● Saved entries
== == ==

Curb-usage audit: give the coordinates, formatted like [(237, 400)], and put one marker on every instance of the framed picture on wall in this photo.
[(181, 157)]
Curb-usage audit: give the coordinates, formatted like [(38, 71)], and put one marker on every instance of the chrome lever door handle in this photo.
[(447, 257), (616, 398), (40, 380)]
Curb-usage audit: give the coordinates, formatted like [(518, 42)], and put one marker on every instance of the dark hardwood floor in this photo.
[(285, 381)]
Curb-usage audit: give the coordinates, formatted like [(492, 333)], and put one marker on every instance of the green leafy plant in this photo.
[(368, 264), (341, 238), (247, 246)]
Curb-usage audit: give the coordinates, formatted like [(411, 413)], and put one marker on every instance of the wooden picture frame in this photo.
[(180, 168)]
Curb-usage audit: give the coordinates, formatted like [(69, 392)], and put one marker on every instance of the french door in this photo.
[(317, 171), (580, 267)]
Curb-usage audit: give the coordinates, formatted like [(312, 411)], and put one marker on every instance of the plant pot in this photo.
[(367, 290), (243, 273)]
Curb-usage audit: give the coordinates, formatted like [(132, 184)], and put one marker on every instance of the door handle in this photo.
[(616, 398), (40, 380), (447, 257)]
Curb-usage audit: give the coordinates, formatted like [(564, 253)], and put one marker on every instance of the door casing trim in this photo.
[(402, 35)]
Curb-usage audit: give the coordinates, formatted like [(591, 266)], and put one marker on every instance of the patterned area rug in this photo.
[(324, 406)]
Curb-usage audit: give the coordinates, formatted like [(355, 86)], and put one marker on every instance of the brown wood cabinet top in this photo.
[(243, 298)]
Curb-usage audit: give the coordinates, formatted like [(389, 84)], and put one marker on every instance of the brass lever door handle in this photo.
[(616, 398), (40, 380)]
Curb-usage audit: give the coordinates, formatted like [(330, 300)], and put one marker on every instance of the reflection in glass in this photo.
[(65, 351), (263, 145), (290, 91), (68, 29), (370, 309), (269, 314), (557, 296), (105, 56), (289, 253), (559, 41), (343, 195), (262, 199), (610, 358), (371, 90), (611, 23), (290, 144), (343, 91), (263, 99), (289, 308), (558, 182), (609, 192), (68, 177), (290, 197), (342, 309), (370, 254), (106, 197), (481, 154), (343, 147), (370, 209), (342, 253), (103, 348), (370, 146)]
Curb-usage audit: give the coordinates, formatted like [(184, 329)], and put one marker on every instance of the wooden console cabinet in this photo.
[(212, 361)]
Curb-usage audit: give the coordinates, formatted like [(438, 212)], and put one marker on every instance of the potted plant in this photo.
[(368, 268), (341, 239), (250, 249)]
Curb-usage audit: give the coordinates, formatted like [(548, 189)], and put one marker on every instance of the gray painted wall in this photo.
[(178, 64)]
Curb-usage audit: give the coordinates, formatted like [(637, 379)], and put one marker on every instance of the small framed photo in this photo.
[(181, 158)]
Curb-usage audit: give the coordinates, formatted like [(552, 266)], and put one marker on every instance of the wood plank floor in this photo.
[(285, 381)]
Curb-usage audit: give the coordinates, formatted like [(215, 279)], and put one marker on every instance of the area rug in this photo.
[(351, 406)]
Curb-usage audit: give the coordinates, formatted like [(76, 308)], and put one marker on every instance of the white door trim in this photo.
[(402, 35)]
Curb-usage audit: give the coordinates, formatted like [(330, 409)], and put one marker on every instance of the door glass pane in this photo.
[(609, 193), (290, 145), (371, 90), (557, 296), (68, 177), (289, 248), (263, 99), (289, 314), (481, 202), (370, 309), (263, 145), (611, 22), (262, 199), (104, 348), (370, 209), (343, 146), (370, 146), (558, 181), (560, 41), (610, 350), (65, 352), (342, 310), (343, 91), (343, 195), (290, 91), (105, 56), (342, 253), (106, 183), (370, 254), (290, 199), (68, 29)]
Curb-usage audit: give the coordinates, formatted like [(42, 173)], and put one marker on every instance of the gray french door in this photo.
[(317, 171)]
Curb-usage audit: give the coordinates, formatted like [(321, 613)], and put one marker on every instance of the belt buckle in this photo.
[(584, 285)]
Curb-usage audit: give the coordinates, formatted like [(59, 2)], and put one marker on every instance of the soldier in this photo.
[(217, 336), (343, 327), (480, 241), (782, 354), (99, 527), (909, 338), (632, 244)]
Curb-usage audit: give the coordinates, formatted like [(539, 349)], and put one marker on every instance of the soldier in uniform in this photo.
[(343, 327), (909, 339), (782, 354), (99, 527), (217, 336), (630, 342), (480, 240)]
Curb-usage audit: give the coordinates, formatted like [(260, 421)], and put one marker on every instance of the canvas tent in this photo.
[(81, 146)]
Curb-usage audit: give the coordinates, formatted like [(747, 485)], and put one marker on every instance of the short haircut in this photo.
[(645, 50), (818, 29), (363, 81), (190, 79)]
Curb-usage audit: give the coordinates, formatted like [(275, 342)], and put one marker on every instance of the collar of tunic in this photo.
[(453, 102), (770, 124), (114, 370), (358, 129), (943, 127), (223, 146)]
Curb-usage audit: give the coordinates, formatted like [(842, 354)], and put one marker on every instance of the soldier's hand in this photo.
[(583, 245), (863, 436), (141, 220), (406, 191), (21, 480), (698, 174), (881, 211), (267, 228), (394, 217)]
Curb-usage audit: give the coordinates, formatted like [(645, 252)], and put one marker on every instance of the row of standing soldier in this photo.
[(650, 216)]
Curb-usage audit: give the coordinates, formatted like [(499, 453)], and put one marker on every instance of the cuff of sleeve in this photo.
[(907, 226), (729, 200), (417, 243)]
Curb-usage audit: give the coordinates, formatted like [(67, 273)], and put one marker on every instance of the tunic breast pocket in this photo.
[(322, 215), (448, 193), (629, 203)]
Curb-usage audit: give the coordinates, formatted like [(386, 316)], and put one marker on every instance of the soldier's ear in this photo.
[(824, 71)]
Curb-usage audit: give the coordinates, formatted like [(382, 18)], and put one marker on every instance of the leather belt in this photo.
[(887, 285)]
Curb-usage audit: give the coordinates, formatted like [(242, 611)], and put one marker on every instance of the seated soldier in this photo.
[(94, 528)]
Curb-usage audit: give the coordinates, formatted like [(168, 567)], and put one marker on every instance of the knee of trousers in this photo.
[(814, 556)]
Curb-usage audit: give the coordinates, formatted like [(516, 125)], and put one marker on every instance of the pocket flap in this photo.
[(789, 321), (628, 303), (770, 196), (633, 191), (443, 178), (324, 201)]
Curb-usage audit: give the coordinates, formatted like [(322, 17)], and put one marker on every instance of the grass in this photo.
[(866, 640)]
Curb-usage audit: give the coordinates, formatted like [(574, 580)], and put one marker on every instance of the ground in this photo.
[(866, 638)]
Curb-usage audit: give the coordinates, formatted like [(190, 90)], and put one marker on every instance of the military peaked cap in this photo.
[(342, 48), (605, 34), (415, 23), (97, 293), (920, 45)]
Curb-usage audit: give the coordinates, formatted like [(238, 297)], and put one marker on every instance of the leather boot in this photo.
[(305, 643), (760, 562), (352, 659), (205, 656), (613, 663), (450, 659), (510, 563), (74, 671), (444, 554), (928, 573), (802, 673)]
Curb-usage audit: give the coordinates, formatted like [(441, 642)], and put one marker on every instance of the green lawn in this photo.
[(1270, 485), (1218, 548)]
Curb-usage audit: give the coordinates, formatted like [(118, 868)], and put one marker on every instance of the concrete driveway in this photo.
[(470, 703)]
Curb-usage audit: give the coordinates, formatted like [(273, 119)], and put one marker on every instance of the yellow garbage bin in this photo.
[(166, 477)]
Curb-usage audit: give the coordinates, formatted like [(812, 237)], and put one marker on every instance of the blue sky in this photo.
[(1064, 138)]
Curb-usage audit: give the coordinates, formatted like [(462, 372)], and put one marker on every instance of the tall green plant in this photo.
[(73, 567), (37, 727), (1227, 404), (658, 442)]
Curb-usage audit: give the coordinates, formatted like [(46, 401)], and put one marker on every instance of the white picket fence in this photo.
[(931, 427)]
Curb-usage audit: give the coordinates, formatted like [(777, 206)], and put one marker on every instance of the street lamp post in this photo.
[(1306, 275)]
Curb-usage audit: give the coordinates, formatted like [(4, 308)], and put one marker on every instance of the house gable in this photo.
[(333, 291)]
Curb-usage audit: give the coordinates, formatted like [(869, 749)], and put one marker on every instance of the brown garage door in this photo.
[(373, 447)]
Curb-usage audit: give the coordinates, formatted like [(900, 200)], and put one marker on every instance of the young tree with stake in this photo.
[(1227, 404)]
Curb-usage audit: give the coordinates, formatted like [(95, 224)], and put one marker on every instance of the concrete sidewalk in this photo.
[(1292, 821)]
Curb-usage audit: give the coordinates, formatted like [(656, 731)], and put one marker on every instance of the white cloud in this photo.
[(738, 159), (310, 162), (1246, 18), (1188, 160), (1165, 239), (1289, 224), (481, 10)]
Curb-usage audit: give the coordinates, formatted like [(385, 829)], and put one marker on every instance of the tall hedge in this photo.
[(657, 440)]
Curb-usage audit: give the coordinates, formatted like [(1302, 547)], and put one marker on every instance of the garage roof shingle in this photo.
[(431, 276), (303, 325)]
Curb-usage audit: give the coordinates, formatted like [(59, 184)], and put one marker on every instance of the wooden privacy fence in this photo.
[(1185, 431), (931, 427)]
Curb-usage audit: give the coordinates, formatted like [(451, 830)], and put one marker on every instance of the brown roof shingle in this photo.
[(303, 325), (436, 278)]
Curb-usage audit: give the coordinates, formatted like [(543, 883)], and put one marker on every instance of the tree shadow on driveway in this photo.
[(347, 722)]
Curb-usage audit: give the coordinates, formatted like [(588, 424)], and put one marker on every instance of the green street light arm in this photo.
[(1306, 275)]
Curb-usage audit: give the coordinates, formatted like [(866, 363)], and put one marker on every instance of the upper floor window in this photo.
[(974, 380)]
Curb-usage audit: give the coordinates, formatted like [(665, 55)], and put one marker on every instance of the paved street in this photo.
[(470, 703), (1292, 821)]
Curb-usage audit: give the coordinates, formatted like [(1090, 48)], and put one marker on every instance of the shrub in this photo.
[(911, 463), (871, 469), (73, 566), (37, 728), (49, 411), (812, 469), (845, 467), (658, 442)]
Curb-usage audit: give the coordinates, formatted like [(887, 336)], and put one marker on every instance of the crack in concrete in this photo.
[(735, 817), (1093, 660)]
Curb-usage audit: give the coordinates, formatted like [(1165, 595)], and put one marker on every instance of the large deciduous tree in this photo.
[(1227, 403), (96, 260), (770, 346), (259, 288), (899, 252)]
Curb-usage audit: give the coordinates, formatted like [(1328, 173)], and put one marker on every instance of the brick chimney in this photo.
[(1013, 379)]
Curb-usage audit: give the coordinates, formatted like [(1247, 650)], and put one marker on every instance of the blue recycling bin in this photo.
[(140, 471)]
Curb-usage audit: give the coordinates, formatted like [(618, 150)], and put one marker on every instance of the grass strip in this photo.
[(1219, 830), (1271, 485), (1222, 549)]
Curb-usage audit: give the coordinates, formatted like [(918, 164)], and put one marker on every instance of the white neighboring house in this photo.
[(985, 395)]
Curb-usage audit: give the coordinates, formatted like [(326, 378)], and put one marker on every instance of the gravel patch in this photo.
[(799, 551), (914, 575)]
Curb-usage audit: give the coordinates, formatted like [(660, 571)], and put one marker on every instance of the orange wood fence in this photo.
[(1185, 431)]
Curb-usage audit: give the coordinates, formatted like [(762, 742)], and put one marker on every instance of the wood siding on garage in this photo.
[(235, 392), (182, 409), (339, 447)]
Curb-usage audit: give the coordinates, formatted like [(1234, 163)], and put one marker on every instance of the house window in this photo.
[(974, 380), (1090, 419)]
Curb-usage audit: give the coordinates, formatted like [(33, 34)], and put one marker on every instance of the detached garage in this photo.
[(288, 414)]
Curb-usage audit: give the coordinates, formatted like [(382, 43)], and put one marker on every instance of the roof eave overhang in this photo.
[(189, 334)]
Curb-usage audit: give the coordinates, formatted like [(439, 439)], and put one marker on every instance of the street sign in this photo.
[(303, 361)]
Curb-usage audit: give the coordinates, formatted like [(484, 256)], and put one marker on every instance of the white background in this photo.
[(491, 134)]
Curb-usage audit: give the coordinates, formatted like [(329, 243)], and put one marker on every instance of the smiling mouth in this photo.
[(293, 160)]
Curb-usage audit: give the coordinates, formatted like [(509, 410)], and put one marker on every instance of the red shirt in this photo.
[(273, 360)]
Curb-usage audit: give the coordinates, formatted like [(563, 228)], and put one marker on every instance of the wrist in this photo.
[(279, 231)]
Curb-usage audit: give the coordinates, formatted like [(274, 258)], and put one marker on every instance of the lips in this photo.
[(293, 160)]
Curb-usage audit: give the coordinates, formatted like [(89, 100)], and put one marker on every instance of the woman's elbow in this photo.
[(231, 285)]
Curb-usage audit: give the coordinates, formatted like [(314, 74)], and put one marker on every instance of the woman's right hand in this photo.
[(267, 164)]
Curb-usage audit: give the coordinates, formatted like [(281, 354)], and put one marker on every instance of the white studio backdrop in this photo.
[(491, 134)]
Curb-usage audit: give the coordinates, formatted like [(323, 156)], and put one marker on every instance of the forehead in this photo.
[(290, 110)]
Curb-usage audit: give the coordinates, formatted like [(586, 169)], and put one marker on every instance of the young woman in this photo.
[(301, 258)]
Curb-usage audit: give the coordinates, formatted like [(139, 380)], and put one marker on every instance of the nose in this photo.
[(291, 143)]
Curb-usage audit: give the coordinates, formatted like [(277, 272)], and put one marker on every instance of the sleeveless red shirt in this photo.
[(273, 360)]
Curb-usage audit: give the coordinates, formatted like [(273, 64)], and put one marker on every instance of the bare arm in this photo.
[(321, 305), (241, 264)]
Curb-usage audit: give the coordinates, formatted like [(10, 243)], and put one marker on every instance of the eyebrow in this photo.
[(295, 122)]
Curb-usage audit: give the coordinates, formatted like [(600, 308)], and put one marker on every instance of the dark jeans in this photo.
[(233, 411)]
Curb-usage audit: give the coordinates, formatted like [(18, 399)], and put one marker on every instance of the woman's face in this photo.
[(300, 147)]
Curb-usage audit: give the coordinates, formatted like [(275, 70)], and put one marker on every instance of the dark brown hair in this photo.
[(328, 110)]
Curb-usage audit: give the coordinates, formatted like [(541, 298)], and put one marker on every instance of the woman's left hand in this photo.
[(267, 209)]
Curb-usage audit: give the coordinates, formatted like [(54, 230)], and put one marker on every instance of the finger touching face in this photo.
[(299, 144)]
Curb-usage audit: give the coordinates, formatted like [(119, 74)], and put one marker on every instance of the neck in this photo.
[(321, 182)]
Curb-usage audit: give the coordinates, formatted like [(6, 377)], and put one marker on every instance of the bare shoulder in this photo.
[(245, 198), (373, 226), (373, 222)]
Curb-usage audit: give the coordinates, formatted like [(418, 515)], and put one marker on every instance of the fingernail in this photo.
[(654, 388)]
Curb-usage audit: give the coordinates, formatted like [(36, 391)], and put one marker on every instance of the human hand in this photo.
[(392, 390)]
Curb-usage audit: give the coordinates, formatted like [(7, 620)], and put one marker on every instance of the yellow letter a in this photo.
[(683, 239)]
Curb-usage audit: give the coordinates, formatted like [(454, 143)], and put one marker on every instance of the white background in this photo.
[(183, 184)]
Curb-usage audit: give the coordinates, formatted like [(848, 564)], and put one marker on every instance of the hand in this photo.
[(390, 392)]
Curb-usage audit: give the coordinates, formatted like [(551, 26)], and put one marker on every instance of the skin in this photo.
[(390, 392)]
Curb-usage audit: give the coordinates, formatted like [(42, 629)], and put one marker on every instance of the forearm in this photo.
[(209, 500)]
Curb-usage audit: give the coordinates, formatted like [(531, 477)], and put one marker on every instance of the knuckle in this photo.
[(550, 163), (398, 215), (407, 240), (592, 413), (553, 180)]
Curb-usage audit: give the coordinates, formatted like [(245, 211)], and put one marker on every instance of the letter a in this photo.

== == ==

All lines from the one containing "hair in this photo." through the end of the records, both ends included, are to be quoted exactly; please add nothing else.

● The output
Curb-usage audit: give the coordinates, formatted like [(275, 70)], and put one marker on every instance of the dark brown hair in this photo.
[(328, 110)]
Curb-usage audit: give the coordinates, formatted like [(541, 298)], and put one marker on every instance of the woman's left hand in this photo.
[(267, 209)]
Curb-usage audit: give the coordinates, formatted like [(54, 230)], and put one marker on every instance of the finger touching face in this photo.
[(299, 144)]
Curb-usage audit: give the coordinates, formatted like [(119, 74)], and put one marker on every instance of the neck in this photo.
[(321, 182)]
Curb-usage audit: give the coordinates, formatted like [(6, 377)], and put one marker on every instance of the bare shoulder in this photo.
[(245, 198), (373, 226), (373, 222)]
Curb-usage audit: give the coordinates, formatted like [(418, 515)], and put one marker on every instance of the fingernail in this photo.
[(654, 388)]
Curb-usage audit: give the coordinates, formatted like [(36, 391)], and put one marker on every instance of the human hand in this photo.
[(392, 390)]
Curb-usage audit: give the coordinates, formatted like [(7, 620)], and put one marker on every instance of the yellow letter a in this photo.
[(683, 239)]
Curb-usage audit: give the coordinates, formatted like [(454, 143)], and put one marker on every instance of the white background in this photo.
[(183, 184)]
Curb-usage audit: give the coordinates, formatted like [(848, 564)], and put one marker on every instance of the hand in this photo.
[(390, 392)]
Curb-usage audit: give the coordinates, formatted like [(551, 26)], and put one marker on every instance of the skin in this photo.
[(390, 392)]
Curb-usage audit: give the coordinates, formatted like [(42, 629)], and put one marker on every instance of the forearm in this photo.
[(209, 500)]
Curb-usage audit: give the coordinates, formatted like [(531, 477)], and put one marker on every instance of the knuckle in this photo.
[(550, 163), (398, 215), (407, 240), (592, 413), (553, 180)]
Curb-usage audit: give the coordinates, formatted like [(245, 211)], and put one marker on every instance of the letter a in this photo.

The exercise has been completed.